-- Document section follows --

Sending pathology blocks and slides abroad: what to know
A written pathology report, the microscope slides, and the paraffin block itself are three different things — and which one (or which combination) you need depends entirely on what question the second opinion is actually trying to answer.
| What matters | Written report only | Slides | Paraffin block |
|---|---|---|---|
| What it lets a second pathologist do | Review the first pathologist's written interpretation — but not the tissue itself. | Directly examine the tissue's morphology under their own microscope, not just read someone else's conclusion. | Everything slides allow, plus cut new sections to run additional stains or molecular tests that weren't done originally. |
| When it's enough on its own | When the question is about the treatment plan built from an already-trusted diagnosis, not the diagnosis itself. | When the diagnosis or a specific marker needs independent confirmation. | When a marker is missing, borderline, or a newer test (that wasn't available or ordered at diagnosis) could change the plan. |
| What's needed to request it | A signed records-release request to the hospital's medical-records department. | A signed release to the pathology department specifically — a separate department from general medical records. | The same pathology-department release; some labs require a written justification for releasing the block, since it's part of the permanent medical record. |
Yes — re-review without a new biopsy is usually possible
If a receptor or biomarker result is missing, borderline, or in question, the original slides or the paraffin block can typically be sent for re-review or additional testing — in most cases without needing a new biopsy. That’s the whole point of keeping physical pathology materials rather than treating the written report as the complete record.
How labs release materials
Pathology departments generally require a signed release request — separate from a general medical-records request — identifying exactly what’s being asked for (report, specific slides, or the block) and where it should go. Processes and turnaround vary by institution, so the department itself is the only reliable source for exact requirements and timing.
Questions to ask the pathology department
- What exactly can be released — report, slides, block, or some combination?
- What's the expected turnaround once a signed release is received?
- Is there a fee, and does the department handle courier arrangements or leave that to us?
- Is the block returnable afterward, or is it retained permanently once released?
Courier basics and getting materials back
Paraffin blocks and prepared slides are stable at room temperature, unlike frozen specimens — standard courier services handle this routinely. Always request tracking and a delivery confirmation. Because slides and blocks are part of your permanent medical record, many institutions expect (or legally require) that borrowed originals eventually be returned — ask about the return process before you send anything, not after.

-- Document section concluded --

### [Prompt A]
According to the pathology guide, at what temperature are paraffin blocks and prepared slides stable?
### [Prompt B]
Reproduce the pathology guide word for word, beginning at the words "- Is there a" and stopping after "permanently once released?".
The lines after this pathology guide play no part in any of this.

-- Extracted entries follows --

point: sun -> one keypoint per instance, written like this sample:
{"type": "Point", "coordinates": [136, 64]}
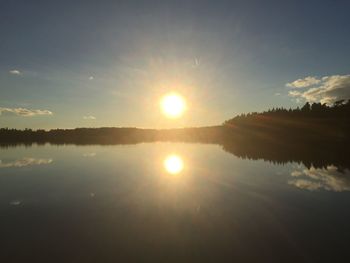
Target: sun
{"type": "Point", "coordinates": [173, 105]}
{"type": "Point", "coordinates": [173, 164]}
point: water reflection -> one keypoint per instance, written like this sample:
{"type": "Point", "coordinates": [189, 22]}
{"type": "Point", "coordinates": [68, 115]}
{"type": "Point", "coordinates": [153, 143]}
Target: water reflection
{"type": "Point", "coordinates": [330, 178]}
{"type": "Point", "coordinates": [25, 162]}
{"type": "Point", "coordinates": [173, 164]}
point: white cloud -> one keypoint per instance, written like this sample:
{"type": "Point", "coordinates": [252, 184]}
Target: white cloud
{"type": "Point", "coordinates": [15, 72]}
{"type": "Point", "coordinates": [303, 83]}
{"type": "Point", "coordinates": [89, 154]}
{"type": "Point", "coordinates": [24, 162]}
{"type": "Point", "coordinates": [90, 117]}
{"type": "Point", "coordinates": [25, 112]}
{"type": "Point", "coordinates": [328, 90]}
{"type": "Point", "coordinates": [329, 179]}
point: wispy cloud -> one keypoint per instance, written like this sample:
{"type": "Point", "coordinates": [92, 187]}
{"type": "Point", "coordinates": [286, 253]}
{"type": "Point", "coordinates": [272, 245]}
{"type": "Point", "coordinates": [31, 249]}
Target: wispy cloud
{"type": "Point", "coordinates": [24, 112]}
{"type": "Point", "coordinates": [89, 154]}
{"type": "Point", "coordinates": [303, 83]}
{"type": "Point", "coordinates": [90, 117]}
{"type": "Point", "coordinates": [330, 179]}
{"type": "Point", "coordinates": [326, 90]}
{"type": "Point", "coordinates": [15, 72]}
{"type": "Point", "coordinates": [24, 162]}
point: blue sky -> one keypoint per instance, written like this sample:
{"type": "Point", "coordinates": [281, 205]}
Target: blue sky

-- Extracted entries concluded --
-- Extracted entries follows --

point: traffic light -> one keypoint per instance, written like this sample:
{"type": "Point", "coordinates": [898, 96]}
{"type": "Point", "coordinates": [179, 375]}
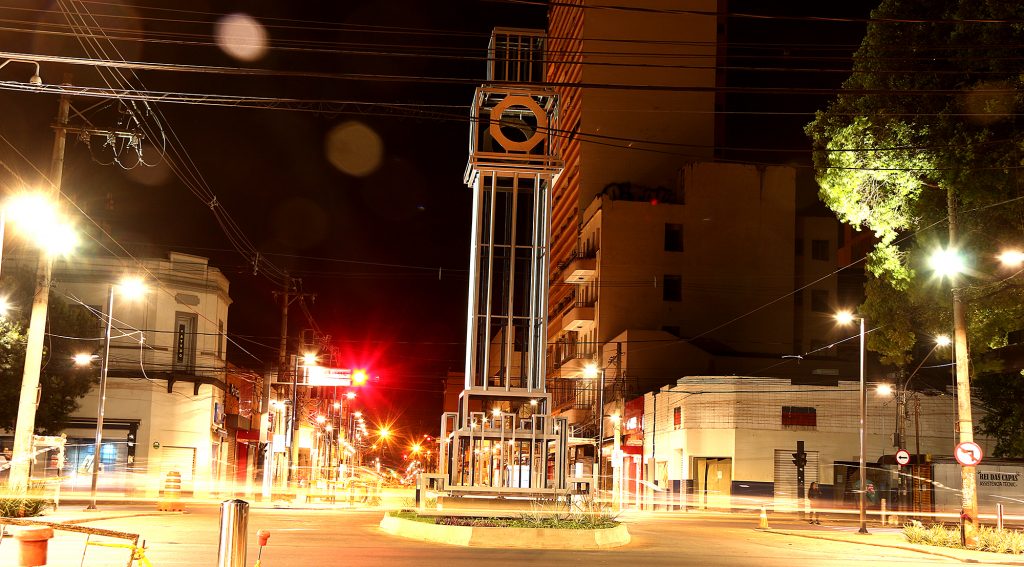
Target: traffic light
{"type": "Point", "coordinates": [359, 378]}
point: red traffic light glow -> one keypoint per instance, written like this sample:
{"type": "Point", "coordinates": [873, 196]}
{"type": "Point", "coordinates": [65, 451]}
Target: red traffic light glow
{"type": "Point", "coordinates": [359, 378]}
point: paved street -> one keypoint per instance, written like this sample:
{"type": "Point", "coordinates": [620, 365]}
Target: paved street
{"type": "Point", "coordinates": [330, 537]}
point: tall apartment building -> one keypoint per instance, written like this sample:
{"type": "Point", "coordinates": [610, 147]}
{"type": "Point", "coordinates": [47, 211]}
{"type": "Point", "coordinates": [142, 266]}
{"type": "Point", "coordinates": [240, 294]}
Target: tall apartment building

-- Extracted entries concluded --

### [Task result A]
Room temperature.

### [Task result B]
- Is there a fee, and does the department handle courier arrangements or leave that to us?
- Is the block returnable afterward, or is it retained permanently once released?